Exercise description
In the records below, find the line containing "Query: rooftop", then reproduce that line and every one after it to the end, exactly and alone.

== Segment start ==

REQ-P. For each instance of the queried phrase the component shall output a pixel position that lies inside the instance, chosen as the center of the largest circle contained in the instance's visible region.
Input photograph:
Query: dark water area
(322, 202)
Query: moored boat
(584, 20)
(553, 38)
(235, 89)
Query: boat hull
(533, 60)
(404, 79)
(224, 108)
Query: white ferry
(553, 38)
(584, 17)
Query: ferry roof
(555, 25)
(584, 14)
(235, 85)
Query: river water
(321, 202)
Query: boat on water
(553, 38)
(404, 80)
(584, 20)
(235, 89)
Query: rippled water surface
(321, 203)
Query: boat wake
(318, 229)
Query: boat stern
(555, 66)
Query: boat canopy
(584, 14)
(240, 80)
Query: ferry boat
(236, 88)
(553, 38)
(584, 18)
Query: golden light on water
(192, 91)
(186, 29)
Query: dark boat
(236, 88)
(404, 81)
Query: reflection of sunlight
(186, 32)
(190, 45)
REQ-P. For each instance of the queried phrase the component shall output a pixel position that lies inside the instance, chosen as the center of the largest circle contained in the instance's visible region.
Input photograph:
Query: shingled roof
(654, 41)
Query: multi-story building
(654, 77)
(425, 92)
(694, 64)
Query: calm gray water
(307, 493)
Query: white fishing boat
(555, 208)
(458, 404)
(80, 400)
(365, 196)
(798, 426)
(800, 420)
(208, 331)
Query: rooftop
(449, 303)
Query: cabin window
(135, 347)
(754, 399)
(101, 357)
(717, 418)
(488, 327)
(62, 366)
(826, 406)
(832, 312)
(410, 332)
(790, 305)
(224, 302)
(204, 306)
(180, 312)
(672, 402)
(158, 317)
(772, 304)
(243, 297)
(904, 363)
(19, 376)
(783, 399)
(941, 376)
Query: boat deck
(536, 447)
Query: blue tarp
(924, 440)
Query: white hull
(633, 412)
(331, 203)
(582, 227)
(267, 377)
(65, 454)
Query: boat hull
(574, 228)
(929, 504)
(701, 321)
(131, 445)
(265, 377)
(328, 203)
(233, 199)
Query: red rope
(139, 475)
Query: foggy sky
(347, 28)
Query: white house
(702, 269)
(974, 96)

== Segment end ==

Answer area
Query: rooftop
(449, 303)
Query: cabin window
(135, 347)
(754, 399)
(101, 357)
(717, 418)
(488, 327)
(62, 366)
(826, 406)
(832, 312)
(410, 332)
(790, 305)
(224, 302)
(204, 306)
(180, 312)
(672, 402)
(158, 317)
(772, 304)
(243, 297)
(904, 363)
(19, 376)
(783, 399)
(941, 376)
Query: boat deck
(536, 447)
Query: blue tarp
(924, 440)
Query: white hull
(633, 412)
(331, 203)
(582, 227)
(267, 377)
(65, 454)
Query: boat hull
(574, 228)
(929, 504)
(701, 321)
(131, 445)
(265, 377)
(328, 203)
(233, 199)
Query: red rope
(139, 475)
Query: foggy sky
(347, 28)
Query: white house
(702, 269)
(974, 96)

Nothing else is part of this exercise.